Short problem
Filter the entries below and copy out every line that contains the string "crate".

Picture annotation entries:
☆ ☆ ☆

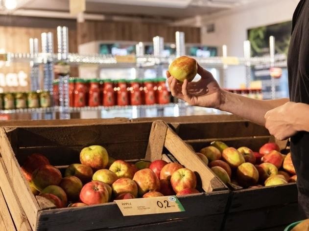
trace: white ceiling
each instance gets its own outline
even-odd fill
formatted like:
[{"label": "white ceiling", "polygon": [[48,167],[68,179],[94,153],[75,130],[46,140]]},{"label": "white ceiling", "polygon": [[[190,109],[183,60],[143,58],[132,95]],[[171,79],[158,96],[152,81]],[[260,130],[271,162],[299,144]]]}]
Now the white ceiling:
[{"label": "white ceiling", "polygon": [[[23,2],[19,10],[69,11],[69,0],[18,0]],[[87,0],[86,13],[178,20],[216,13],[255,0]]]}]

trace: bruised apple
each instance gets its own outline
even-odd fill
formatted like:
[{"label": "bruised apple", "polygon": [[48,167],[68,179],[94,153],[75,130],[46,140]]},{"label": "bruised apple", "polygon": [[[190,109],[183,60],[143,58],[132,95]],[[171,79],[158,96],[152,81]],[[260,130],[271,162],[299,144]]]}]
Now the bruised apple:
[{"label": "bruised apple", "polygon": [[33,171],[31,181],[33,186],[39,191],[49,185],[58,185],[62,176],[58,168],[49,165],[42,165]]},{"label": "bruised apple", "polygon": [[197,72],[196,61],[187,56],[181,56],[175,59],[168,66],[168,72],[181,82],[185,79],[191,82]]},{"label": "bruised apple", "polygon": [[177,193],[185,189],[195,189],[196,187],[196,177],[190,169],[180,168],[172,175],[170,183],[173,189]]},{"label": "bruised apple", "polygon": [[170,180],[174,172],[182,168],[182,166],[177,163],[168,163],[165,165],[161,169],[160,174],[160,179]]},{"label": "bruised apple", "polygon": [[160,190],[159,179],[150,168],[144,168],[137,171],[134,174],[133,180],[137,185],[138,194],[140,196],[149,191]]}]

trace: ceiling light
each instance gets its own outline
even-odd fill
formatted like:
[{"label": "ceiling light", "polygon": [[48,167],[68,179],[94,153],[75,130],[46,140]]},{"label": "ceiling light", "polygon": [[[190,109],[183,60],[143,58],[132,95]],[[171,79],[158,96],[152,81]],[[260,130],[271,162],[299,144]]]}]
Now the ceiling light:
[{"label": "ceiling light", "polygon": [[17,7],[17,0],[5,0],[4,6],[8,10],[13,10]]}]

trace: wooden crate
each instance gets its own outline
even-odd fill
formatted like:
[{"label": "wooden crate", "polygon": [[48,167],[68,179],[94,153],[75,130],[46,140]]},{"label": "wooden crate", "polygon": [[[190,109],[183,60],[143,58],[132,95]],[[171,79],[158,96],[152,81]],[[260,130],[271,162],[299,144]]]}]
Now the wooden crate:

☆ ☆ ☆

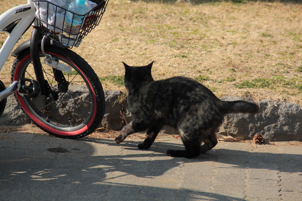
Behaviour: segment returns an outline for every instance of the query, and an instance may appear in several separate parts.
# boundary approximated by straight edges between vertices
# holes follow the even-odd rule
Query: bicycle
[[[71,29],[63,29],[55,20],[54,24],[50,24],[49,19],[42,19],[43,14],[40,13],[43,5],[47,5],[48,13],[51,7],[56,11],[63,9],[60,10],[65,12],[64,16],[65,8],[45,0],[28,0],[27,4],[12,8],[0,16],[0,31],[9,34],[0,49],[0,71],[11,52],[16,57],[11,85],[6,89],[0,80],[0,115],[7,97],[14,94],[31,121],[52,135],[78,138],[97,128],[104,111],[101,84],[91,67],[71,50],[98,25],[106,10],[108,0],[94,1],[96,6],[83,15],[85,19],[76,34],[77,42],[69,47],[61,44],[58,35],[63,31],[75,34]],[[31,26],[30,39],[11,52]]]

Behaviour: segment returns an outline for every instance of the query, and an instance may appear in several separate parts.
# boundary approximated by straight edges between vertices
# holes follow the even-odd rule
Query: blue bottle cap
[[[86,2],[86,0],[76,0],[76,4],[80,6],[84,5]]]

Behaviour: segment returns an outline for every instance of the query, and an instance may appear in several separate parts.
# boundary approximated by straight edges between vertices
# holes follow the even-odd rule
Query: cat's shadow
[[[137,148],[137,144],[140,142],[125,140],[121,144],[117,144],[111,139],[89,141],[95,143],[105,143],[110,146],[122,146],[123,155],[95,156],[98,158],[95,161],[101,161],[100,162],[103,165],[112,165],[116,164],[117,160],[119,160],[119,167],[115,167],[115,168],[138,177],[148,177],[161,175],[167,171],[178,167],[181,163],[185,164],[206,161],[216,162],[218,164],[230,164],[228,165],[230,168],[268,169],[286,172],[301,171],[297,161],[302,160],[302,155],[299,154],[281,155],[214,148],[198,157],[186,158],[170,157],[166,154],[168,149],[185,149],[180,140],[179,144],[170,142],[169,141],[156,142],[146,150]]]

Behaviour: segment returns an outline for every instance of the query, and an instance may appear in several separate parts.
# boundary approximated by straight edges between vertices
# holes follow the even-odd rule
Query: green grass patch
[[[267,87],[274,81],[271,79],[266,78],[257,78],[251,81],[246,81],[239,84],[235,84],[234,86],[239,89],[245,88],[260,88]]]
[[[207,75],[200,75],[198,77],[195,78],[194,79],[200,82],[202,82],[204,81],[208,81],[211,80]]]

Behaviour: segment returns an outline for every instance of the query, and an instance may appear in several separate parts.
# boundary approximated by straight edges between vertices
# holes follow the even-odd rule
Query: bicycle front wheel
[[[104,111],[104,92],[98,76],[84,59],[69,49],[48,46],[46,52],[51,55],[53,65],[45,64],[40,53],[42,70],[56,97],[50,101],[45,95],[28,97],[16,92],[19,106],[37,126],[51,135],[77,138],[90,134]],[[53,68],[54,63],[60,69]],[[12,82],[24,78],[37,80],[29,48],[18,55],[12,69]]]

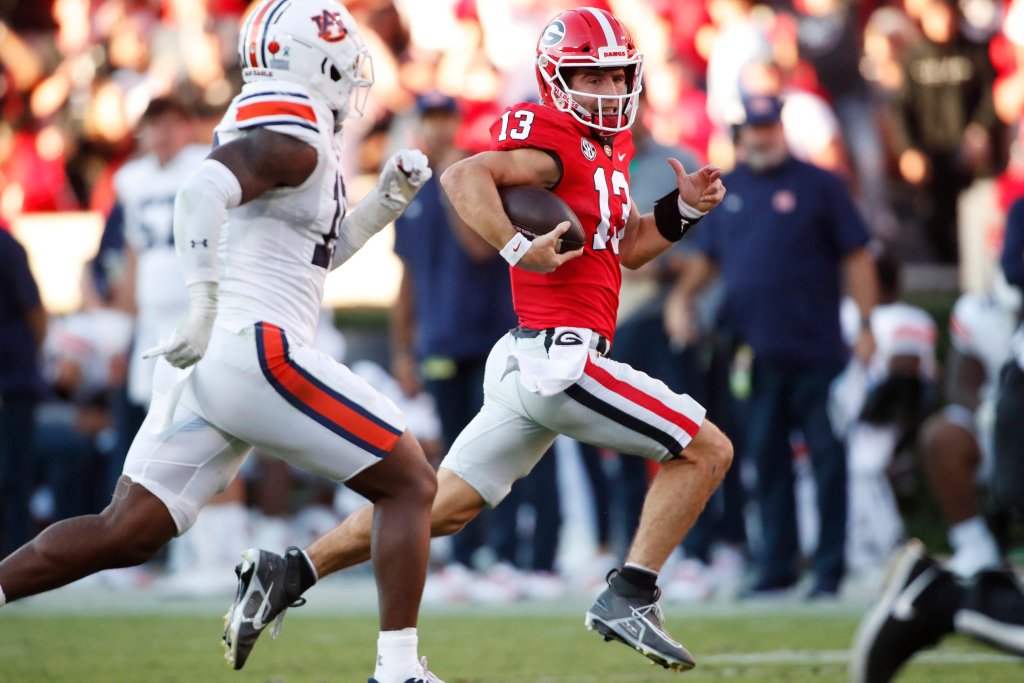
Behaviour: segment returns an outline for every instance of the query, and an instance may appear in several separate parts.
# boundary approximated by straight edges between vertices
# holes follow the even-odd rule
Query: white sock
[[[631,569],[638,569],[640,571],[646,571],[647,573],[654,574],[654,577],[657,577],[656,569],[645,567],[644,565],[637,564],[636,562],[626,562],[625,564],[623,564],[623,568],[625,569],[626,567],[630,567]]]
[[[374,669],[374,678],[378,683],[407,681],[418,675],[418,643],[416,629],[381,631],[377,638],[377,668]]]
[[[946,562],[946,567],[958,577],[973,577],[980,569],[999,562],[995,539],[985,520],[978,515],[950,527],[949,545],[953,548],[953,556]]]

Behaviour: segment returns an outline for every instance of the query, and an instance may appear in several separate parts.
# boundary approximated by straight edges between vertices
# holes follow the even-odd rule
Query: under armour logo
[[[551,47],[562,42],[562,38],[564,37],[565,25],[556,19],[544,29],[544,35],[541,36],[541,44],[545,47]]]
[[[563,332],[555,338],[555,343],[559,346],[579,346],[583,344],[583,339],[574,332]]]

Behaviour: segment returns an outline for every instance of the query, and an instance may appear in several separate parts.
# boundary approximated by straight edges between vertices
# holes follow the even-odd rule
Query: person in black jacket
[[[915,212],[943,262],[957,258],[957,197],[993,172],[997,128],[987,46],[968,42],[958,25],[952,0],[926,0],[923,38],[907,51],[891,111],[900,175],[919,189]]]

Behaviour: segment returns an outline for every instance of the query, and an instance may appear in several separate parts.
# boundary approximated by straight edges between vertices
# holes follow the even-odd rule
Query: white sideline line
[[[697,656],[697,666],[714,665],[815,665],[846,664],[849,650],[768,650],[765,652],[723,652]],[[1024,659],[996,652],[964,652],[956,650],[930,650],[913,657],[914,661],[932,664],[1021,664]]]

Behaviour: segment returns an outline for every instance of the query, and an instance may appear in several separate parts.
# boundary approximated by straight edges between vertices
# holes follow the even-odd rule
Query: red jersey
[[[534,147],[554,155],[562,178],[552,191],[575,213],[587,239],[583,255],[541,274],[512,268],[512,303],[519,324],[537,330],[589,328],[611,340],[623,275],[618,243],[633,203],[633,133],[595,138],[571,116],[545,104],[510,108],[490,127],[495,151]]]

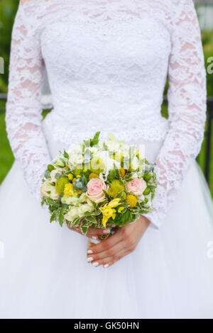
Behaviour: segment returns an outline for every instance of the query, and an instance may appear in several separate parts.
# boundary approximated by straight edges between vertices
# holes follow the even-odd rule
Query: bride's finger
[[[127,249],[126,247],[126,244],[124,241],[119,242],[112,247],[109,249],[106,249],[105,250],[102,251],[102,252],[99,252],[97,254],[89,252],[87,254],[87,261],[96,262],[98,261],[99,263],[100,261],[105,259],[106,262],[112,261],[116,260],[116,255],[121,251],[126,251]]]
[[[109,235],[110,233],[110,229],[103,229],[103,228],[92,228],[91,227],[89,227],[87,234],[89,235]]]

☆ ☆ ☆

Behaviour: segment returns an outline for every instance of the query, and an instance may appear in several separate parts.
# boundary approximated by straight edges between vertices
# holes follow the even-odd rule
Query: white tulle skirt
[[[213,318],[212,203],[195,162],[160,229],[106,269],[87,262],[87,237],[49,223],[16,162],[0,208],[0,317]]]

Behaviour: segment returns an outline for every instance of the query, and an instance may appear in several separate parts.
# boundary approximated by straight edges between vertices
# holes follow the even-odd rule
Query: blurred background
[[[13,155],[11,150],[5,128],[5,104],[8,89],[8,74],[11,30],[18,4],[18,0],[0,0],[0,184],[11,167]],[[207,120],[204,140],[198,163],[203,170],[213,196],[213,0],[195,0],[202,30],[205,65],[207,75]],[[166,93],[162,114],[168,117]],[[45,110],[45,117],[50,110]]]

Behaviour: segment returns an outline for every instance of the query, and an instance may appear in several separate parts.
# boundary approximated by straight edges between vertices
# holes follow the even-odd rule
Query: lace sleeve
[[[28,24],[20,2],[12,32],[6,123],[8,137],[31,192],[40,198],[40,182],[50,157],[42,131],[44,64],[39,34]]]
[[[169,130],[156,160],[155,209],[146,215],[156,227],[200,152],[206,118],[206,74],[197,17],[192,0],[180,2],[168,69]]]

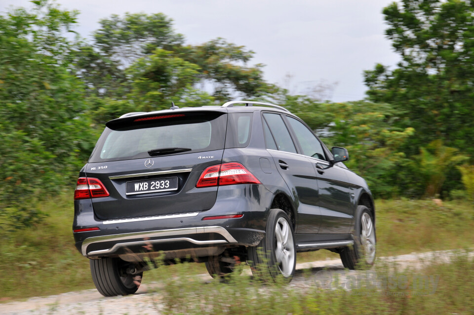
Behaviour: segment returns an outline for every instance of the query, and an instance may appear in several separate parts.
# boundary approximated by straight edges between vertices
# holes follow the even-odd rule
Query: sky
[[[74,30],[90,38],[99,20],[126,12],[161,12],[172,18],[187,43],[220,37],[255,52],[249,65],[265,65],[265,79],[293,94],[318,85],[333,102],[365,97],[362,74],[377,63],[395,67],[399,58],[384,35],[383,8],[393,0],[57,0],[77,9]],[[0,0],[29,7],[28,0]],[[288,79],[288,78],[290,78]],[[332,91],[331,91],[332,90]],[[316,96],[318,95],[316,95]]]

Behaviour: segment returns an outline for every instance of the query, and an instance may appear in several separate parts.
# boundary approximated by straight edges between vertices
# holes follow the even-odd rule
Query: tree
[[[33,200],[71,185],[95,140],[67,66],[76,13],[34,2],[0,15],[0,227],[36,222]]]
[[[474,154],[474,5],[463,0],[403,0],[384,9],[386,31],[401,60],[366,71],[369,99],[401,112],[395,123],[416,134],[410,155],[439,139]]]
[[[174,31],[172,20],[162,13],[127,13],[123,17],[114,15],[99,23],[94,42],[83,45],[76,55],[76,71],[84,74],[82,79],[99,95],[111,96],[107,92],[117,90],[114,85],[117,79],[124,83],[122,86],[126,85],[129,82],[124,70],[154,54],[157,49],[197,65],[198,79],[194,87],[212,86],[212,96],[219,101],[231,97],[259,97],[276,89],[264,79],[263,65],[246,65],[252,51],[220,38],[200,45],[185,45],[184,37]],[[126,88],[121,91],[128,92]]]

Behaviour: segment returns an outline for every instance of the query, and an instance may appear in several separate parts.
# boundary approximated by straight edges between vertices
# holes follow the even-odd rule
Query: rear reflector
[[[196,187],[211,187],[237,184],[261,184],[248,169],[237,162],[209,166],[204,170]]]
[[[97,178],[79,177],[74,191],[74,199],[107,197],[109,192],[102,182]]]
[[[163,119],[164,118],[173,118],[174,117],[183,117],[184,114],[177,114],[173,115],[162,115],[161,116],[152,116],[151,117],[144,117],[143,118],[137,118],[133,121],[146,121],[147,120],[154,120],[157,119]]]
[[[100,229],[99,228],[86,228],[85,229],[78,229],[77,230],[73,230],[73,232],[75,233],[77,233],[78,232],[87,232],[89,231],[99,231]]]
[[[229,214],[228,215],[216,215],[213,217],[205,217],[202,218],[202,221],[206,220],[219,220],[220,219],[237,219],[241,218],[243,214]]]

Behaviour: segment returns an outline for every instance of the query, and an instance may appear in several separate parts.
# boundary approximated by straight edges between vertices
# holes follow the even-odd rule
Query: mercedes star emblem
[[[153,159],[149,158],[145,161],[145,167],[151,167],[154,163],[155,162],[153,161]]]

☆ ☆ ☆

Answer for the task
trace: wooden crate
[{"label": "wooden crate", "polygon": [[48,167],[68,179],[94,153],[75,130],[46,140]]},{"label": "wooden crate", "polygon": [[[190,109],[183,60],[143,58],[132,95]],[[171,79],[158,96],[152,81]],[[260,130],[271,162],[299,144]]]}]
Now the wooden crate:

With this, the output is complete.